=== What is required ===
Extract each line below that contains the word "golden", copying each one in full.

Pointing records for named objects:
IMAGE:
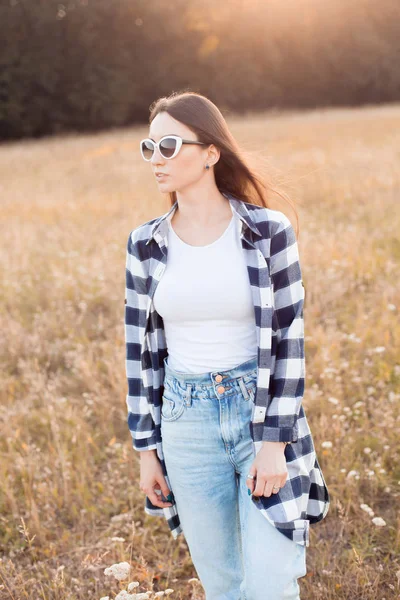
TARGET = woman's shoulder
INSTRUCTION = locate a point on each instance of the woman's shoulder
(270, 220)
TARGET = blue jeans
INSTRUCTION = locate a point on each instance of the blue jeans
(208, 451)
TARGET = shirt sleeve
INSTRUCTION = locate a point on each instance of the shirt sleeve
(287, 380)
(140, 420)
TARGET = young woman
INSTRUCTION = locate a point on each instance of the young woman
(215, 362)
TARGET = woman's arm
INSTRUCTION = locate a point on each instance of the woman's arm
(140, 421)
(287, 381)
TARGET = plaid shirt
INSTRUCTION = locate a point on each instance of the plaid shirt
(271, 252)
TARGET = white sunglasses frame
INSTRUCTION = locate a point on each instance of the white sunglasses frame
(179, 142)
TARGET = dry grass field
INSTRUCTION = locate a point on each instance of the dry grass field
(70, 503)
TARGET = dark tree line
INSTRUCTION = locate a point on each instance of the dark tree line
(92, 64)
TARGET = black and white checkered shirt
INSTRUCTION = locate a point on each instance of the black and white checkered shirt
(271, 253)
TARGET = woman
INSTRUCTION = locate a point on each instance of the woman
(215, 363)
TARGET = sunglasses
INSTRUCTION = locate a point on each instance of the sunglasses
(168, 146)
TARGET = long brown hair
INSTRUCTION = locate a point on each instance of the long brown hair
(233, 173)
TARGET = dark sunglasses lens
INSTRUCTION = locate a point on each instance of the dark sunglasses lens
(167, 147)
(147, 149)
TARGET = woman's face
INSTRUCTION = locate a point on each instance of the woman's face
(188, 166)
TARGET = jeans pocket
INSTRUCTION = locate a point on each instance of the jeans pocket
(250, 383)
(172, 406)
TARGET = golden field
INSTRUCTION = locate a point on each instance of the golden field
(70, 503)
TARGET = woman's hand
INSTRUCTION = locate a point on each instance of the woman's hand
(152, 478)
(269, 468)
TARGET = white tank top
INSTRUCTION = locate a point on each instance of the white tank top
(204, 298)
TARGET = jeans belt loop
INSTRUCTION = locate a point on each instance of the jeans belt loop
(243, 388)
(188, 394)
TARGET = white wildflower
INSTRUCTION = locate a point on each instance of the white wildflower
(352, 473)
(378, 521)
(133, 585)
(333, 400)
(326, 444)
(123, 595)
(119, 570)
(367, 509)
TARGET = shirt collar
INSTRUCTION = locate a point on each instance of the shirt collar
(160, 226)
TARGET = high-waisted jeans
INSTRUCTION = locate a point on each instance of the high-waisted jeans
(208, 451)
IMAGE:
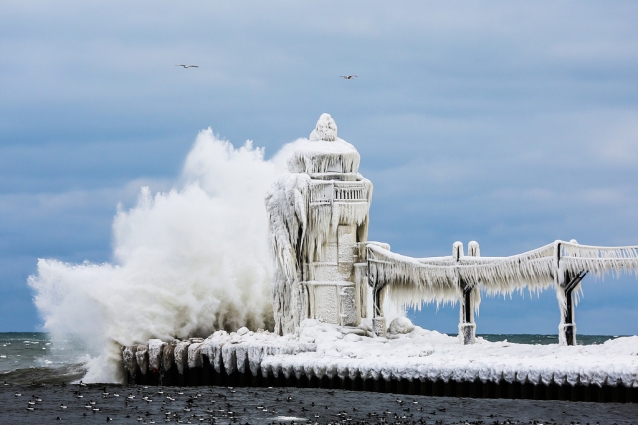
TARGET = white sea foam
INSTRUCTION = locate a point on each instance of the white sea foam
(185, 262)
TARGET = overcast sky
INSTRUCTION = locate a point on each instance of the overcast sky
(510, 123)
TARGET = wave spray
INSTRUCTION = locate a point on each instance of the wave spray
(185, 263)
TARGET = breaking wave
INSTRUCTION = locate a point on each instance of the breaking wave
(185, 263)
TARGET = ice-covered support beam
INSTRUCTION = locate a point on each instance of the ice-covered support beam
(566, 282)
(378, 320)
(470, 293)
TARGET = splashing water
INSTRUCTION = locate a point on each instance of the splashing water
(185, 262)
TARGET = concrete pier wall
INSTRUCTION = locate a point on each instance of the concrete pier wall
(206, 375)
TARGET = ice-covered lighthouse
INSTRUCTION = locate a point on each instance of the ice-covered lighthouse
(318, 227)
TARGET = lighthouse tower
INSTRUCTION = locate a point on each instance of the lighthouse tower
(318, 228)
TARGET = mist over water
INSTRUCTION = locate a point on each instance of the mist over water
(185, 263)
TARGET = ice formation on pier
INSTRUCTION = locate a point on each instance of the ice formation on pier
(409, 352)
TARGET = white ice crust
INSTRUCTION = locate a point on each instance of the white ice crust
(320, 349)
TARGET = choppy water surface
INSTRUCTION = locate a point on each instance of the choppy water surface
(33, 357)
(136, 404)
(27, 357)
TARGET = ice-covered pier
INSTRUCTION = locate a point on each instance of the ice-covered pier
(328, 293)
(410, 360)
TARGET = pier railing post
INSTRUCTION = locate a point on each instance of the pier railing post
(378, 320)
(467, 326)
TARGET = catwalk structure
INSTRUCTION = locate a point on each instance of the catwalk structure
(329, 287)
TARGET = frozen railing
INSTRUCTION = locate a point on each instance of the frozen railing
(561, 264)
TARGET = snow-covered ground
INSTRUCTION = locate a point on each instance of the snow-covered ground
(409, 352)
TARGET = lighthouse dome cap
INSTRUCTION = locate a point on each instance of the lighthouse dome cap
(324, 152)
(326, 129)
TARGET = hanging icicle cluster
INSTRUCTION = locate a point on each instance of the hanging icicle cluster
(412, 281)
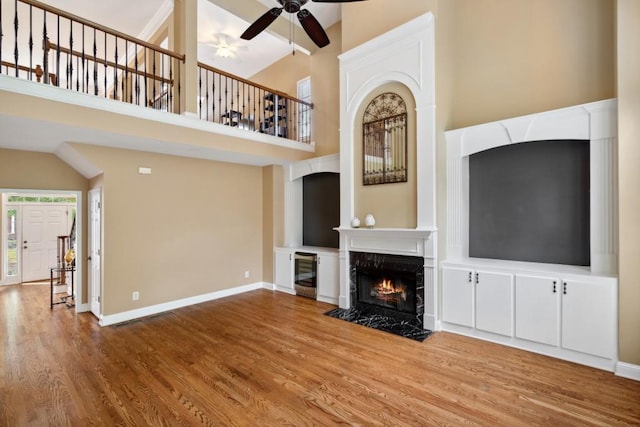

=== Answer to this task ===
TARGET = golden field
INSTRUCTION = locate a point on each instance of the golden field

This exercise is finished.